(Journal entry from November 17, 2013)
Last night, I dreamed a dream.
After enduring a great deal of strangeness at a professional conference of some kind and difficulty with platform stiletto heels that could change from purple to gold (the gold looked so much better with my outfit--the strength of relief over that strange detail is so funny to me), I found myself walking up a short hill onto a lawn, coming upon a group of people witnessing a house break-in. Mostly women and a couple of men, one of which I remember clearly as the homeowner, they seemed excited and curious to see the thieves come out of the house and escape; the feeling was of being in a movie theater on opening night. There was a little fear in the group, kind of like faint background noise. And then, the thieves appeared. They had gone through the semi-rural home, gathering every weapon they could find (which were many). When the group I was in realized how well-armed the thieves were, and their clear intent to kill every one of us brutally before leaving the house they now were stripping of everything they saw valuable to their work, we all looked at one another, desperately checking our pockets and searching our minds for something we could use as a weapon. Anything. Several of the group had concealed carry permits, but not a single one of them was actually armed. Lambs to the slaughter, indeed.
The thieves went in and out of the house (not sure why we didn't/couldn't run away--we were absolutely trapped, even though we stood in the front yard, nearly as close to the paved street as we were to the house), and I watched one of them fill a magazine in a smiling, leisurely way, knowing full well he planned the ammunition he lovingly pressed into place for each of us on the lawn. The thieves even had some of us helping them, although I don't remember how. They kept coming and going, sometimes out of the house, sometimes all inside, so confident were they in our captivity.

---*---

**PROBLEMS AND TASKS:**
• a. Shorten the paragraph of the dream journal entry that begins "The thieves went in and out of the house" while keeping its main facts.
• b. In the dream journal entry, which two colors could the platform stiletto heels change between?
• c. Continue the dream journal entry from where it stops.

**DATA FOR ANALYSIS:**
---*---

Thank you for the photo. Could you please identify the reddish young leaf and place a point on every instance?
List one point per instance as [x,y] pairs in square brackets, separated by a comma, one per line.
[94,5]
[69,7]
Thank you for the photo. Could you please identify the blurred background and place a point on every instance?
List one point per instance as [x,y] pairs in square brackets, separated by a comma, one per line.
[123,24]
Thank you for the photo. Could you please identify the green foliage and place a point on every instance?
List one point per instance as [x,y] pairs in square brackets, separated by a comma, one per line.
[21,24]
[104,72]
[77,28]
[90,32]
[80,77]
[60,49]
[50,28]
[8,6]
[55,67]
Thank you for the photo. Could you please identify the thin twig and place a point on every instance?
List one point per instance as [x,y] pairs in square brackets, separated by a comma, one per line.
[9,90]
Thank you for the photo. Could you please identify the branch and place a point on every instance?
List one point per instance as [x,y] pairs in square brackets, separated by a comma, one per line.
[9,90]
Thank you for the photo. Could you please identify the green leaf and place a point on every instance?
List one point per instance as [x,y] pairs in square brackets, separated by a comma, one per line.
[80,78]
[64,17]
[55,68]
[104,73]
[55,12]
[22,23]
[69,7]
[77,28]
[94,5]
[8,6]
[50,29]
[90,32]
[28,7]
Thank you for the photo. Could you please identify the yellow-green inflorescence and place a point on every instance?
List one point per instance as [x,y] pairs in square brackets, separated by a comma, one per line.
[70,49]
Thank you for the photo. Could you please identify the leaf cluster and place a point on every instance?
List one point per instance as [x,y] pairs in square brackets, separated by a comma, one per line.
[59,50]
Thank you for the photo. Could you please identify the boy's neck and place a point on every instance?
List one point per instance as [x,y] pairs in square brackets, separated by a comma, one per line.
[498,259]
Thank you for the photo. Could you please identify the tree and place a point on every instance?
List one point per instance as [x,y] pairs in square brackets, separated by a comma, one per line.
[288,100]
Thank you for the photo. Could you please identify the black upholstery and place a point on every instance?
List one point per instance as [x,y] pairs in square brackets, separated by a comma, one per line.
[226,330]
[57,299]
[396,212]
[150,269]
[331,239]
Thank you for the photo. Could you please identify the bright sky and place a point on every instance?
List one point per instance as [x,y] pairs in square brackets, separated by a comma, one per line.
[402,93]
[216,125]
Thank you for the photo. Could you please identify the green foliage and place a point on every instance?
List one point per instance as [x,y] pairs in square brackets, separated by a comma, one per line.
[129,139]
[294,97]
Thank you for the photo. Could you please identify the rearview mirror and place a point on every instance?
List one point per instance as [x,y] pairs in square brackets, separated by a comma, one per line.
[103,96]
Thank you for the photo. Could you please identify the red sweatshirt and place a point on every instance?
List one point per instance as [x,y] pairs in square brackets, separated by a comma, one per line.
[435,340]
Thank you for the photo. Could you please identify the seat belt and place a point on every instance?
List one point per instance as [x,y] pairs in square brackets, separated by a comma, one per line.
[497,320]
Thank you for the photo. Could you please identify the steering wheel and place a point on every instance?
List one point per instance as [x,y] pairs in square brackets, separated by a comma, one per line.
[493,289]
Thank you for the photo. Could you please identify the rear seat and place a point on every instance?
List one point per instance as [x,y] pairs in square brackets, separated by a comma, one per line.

---*---

**ANSWERS FOR THE TASKS:**
• a. The thieves moved in and out of the house. The group could not run away and felt trapped, even though they stood in the front yard nearly as close to the street as to the house. One thief smiled as he leisurely filled a magazine with ammunition meant for each of them. Some of the group were even helping the thieves. The thieves were so sure of their captives that they came and went freely, sometimes all of them going inside.

• b. Purple and gold.

• c.
Suddenly a pickup appeared, driven by a slender blue-eyed teen, a person unknown to me in my waking hours who, in the dream, I recognized as a relative of some friends of my daughters, the sunlight streaming hazily through the dusty rear window around and over her shortish, wispy blonde hair. She had one of my daughters' friends with her, and they got out and headed our way, excited to catch up with me and my girls (whom I hadn't yet seen in the dream, but they had been right there with me). The thieves were all inside; I didn't know for how long. I rushed up to her and grabbed her upper arms, speaking low and urgent through gritted teeth: "Annie, you've got to get them out of here! RIGHT. NOW. Take the girls, and get the hell out of here!" Shocked and terrified by the knowledge of the thieves' promise in my eyes, she instantly rushed her cousin, my girls, and the few other children who were there into the pickup as relief washed over me at her unquestioning, instant action. The door slammed heavily with that particular, metallic sound of mid-70's steel construction, sheltering the children's fragility. Then blue-white smoke rose from beneath her tires as the baby blue Chevy squealed away.
The innocent were safe.
The smoke rose and wisped away on the Chevy's backdraft. And I turned back to the house, the cedar siding and green shingles sheltering such menace.
I stood there, wondering what on earth we were going to do to save our lives. Those thieves wanted their treasure. They were going to take it. And they were absolutely going to kill all of us to do it. And smile.
Then it hit me. We could give it to them.
Turn their thievery inside out, releasing them from the horrific path to get what they wanted. What they were loading up to take away were things all of us in that group treasured in our hearts as necessary for safety and provision. Things. Stuff. Mostly firearms and ammunition, but other things,
too. The idea of giving them up, even for our lives, would be a hard sell to the fiercely independent group of northern folk. But I knew, knew, that giving--letting go completely--was the answer.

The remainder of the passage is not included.